Objectives
**a.** Answer these questions about the passage on drama critics:
(i) Whom does the writer name as the model for reviewing four years ago?
(ii) Which part did Mr. Mollison play?
(iii) What, according to the quoted review, is the one thing Mr. Tree needs to be an excellent Falstaff?
**b.** In the passage on drama critics, rename "monarch" as "ruler" and write out the stretch from "THE LIFE-CYCLE of" through "his verbal cat-o'-nine-tails." with that change.

Text shown
THE LIFE-CYCLE of the drama critic resembles that of a not-so-absolute monarch. At the beginning of his reign, he feels called upon to be strict and even savage in the establishment of his authority; towards the end, a mellowness sets in, and he countenances much that would, years ago, have brought instant retribution from his verbal cat-o'-nine-tails.
Four years ago, my model as a reviewer was George Bernard Shaw and I longed to write as he once did in reviewing a production of Henry IV:
Mr. Mollison presented us with an assortment of effects, and tones, and poses which had no reference, as far as I could discover, to the part of Bolingbroke at any single point. I did not catch a glimpse of the character from one end of his performance to the other...Mr. Gillmore followed every sentence with a forced explosion of mirthless laughter, evidently believing that as Prince Hal was reputed to be a humorous character it was his business to laugh at him...Mr. Tree wants only one thing to make him an excellent Falstaff, and that is to get born over again as unlike himself as possible. No doubt in the course of a month or two, when he begins to pick up a few of the lines of the part, he will improve on his first effort; but he will never be an even moderately good Falstaff...All this is hopeless, irremediable.

Part of a data file
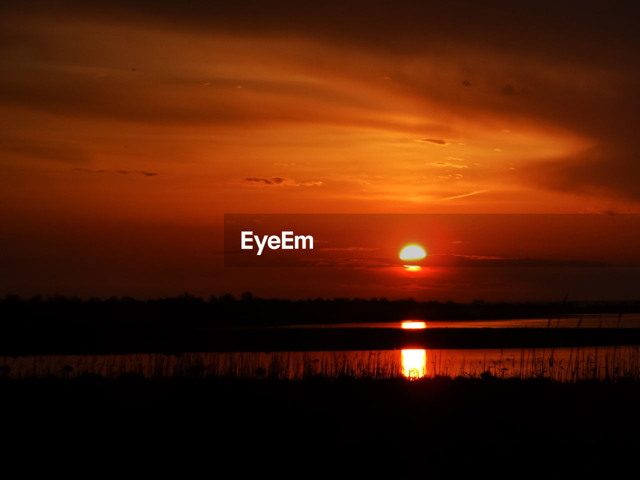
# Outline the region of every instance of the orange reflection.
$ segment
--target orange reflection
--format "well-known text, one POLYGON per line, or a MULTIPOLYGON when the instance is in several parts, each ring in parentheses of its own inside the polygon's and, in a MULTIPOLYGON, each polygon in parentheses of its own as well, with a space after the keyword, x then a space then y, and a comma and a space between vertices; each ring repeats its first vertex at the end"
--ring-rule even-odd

Expected answers
**a.**
(i) George Bernard Shaw
(ii) Bolingbroke
(iii) To get born over again as unlike himself as possible

**b.**
THE LIFE-CYCLE of the drama critic resembles that of a not-so-absolute ruler. At the beginning of his reign, he feels called upon to be strict and even savage in the establishment of his authority; towards the end, a mellowness sets in, and he countenances much that would, years ago, have brought instant retribution from his verbal cat-o'-nine-tails.